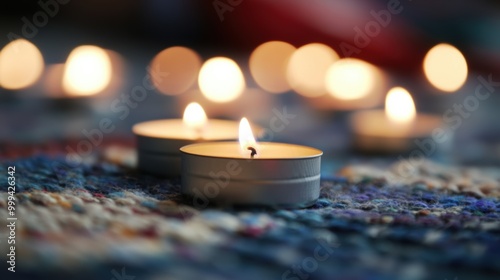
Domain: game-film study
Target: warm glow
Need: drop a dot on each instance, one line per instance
(194, 116)
(350, 79)
(174, 70)
(445, 67)
(307, 69)
(246, 138)
(268, 64)
(21, 64)
(399, 106)
(221, 80)
(87, 71)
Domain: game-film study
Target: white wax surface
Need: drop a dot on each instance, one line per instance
(265, 150)
(176, 129)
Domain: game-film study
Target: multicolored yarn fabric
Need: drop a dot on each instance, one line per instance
(104, 221)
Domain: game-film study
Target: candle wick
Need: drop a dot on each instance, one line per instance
(254, 152)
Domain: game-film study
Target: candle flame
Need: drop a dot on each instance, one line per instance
(399, 106)
(194, 116)
(87, 71)
(247, 141)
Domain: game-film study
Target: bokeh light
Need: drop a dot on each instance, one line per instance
(445, 67)
(194, 116)
(307, 69)
(350, 79)
(21, 64)
(174, 70)
(87, 71)
(399, 106)
(268, 64)
(221, 80)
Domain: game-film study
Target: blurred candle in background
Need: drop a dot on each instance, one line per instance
(175, 70)
(21, 65)
(352, 84)
(394, 130)
(445, 67)
(307, 69)
(87, 71)
(221, 80)
(268, 65)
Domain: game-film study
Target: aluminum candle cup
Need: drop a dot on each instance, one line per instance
(158, 142)
(279, 175)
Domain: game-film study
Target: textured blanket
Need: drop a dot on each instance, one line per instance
(100, 220)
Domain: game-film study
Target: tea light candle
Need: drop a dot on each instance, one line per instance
(159, 141)
(247, 173)
(394, 130)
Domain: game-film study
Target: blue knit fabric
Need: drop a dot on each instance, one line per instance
(102, 221)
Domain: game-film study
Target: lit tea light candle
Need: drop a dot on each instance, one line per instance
(159, 141)
(397, 129)
(251, 173)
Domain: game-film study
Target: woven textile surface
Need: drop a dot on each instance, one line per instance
(100, 220)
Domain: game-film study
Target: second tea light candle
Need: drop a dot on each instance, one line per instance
(159, 141)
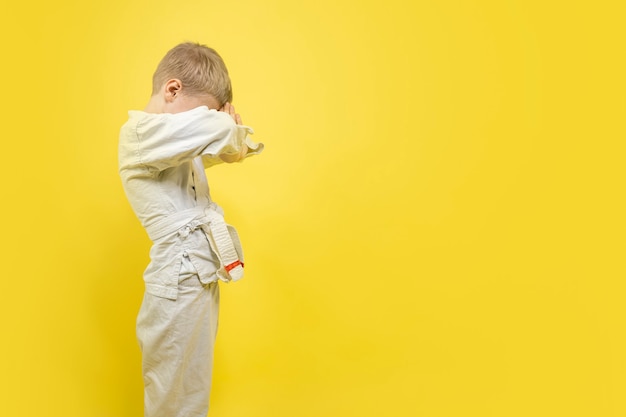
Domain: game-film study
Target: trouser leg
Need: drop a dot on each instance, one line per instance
(177, 338)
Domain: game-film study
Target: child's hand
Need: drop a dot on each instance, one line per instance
(230, 109)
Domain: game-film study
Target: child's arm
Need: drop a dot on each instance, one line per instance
(166, 140)
(236, 156)
(236, 151)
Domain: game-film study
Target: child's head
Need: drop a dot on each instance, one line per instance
(200, 70)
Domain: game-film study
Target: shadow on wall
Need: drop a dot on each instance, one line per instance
(116, 298)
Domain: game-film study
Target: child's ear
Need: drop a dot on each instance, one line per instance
(172, 89)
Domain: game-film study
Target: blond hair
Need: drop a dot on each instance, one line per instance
(199, 68)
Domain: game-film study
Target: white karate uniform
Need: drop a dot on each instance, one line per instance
(162, 158)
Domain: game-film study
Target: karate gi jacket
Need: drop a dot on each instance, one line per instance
(162, 158)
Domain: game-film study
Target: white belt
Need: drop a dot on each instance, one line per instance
(222, 237)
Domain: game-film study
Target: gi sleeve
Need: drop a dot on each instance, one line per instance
(167, 140)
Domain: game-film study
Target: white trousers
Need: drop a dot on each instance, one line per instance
(176, 339)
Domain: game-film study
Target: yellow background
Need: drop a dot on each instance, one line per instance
(435, 228)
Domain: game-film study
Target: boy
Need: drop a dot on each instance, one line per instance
(187, 126)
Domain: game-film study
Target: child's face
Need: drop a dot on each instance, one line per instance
(176, 101)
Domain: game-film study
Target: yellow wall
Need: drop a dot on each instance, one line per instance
(435, 228)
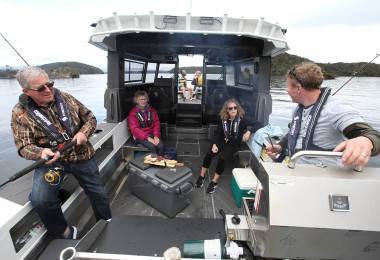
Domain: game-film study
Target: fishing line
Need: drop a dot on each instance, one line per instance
(356, 72)
(14, 49)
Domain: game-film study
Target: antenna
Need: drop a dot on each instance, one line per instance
(14, 49)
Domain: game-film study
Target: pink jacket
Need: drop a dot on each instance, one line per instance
(134, 124)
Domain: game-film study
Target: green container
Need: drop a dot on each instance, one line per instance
(204, 249)
(243, 184)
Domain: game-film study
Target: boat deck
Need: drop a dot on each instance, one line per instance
(202, 205)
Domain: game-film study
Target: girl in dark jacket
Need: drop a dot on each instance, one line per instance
(145, 125)
(226, 141)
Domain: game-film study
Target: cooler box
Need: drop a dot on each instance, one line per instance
(166, 189)
(243, 184)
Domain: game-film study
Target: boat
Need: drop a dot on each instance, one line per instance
(301, 211)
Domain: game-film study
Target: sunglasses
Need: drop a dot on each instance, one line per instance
(42, 88)
(291, 72)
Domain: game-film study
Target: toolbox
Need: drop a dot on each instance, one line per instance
(166, 189)
(243, 184)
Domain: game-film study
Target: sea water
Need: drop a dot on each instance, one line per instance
(362, 93)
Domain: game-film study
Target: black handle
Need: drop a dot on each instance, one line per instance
(40, 162)
(223, 214)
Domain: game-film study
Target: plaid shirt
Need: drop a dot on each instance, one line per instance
(30, 138)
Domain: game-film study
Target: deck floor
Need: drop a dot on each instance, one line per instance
(202, 205)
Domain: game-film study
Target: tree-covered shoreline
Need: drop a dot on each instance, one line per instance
(69, 69)
(279, 67)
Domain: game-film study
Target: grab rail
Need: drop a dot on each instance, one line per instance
(300, 154)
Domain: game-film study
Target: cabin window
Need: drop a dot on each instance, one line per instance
(151, 72)
(166, 71)
(133, 71)
(245, 72)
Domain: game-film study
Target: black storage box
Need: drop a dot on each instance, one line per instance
(166, 189)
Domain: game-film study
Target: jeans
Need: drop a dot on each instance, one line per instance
(224, 152)
(44, 195)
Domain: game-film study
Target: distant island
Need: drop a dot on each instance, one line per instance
(279, 67)
(282, 63)
(70, 69)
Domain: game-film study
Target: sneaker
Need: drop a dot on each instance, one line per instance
(73, 233)
(212, 187)
(200, 181)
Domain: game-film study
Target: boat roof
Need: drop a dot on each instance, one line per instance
(223, 39)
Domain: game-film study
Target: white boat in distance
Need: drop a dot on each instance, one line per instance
(294, 213)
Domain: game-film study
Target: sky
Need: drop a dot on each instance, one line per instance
(326, 31)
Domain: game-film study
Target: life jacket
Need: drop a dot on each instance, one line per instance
(307, 140)
(140, 117)
(64, 116)
(181, 79)
(232, 129)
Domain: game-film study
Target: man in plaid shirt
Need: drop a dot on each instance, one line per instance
(43, 120)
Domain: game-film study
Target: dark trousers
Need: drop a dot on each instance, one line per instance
(44, 196)
(159, 149)
(224, 152)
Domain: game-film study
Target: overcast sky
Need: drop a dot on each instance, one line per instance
(48, 31)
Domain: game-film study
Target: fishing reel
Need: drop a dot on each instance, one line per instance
(53, 174)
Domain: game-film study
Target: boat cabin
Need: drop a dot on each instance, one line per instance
(296, 213)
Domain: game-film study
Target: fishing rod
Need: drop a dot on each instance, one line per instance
(14, 50)
(356, 72)
(38, 163)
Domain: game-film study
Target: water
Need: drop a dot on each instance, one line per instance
(89, 89)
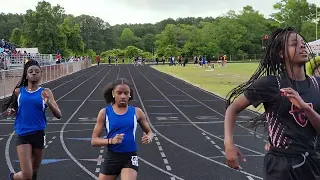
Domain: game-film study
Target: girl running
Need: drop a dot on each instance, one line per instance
(291, 109)
(29, 102)
(313, 68)
(120, 122)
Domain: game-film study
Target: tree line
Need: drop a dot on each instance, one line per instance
(50, 29)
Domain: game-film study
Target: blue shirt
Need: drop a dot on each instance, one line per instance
(31, 115)
(118, 124)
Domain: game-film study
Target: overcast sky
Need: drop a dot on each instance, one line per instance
(145, 11)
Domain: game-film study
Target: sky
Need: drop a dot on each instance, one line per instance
(145, 11)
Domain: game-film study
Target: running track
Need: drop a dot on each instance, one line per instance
(187, 122)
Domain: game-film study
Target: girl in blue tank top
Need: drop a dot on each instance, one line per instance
(120, 120)
(28, 103)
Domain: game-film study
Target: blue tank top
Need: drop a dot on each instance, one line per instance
(31, 115)
(117, 124)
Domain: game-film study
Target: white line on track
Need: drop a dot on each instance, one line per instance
(217, 162)
(165, 160)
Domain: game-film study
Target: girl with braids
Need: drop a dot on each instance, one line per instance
(313, 68)
(120, 122)
(292, 108)
(28, 103)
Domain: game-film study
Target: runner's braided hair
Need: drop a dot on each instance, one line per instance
(272, 64)
(12, 103)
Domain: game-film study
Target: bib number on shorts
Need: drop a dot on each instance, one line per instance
(134, 160)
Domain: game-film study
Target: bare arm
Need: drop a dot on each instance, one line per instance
(143, 122)
(13, 107)
(52, 104)
(96, 141)
(231, 115)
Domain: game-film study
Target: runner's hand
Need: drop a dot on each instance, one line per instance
(232, 154)
(117, 139)
(146, 139)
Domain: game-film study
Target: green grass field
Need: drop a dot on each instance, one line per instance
(220, 81)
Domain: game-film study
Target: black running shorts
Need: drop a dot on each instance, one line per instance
(291, 167)
(36, 139)
(114, 162)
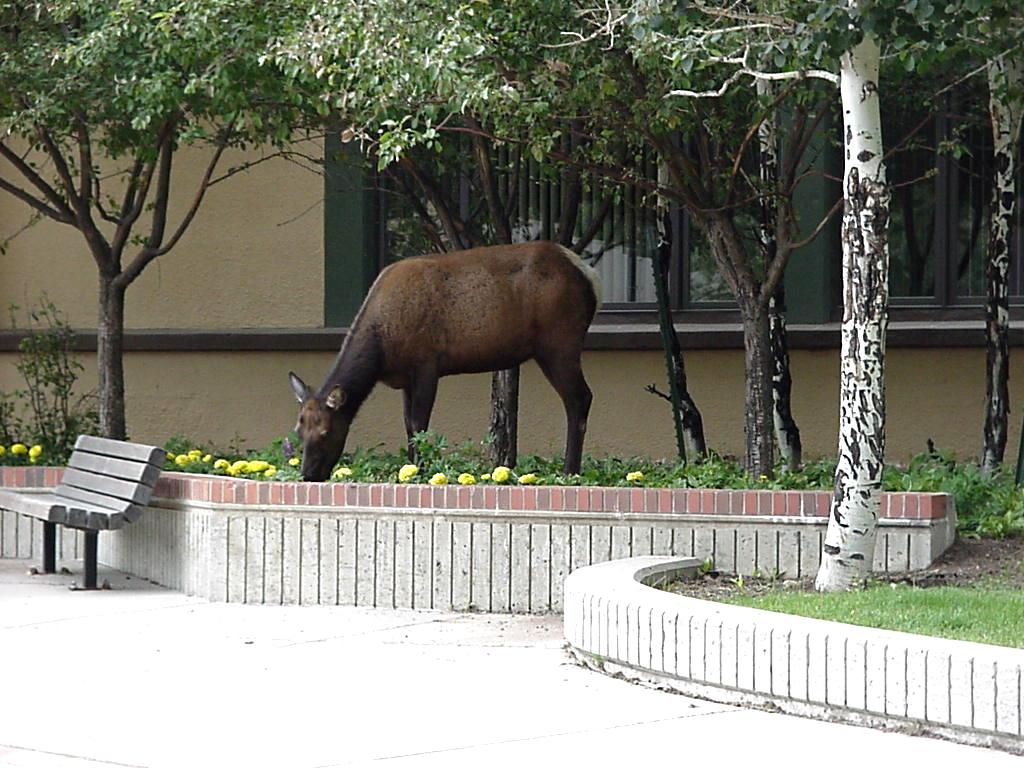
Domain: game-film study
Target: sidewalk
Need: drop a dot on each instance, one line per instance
(142, 676)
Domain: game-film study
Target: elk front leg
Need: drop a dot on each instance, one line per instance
(418, 399)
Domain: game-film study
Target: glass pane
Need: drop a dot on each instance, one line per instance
(912, 225)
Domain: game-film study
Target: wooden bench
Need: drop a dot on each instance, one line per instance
(105, 486)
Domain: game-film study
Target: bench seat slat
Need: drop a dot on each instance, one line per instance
(120, 450)
(133, 471)
(105, 485)
(41, 506)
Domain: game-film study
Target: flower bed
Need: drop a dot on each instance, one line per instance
(501, 548)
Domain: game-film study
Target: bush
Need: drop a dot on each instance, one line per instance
(46, 413)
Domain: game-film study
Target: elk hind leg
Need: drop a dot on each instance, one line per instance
(565, 375)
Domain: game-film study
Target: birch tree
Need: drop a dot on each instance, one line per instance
(1006, 86)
+-------+
Instruction – Report every line of the records above that contains the string "hair", treating case as significant.

Expected answer –
Target: blond hair
Target: runner's braided hair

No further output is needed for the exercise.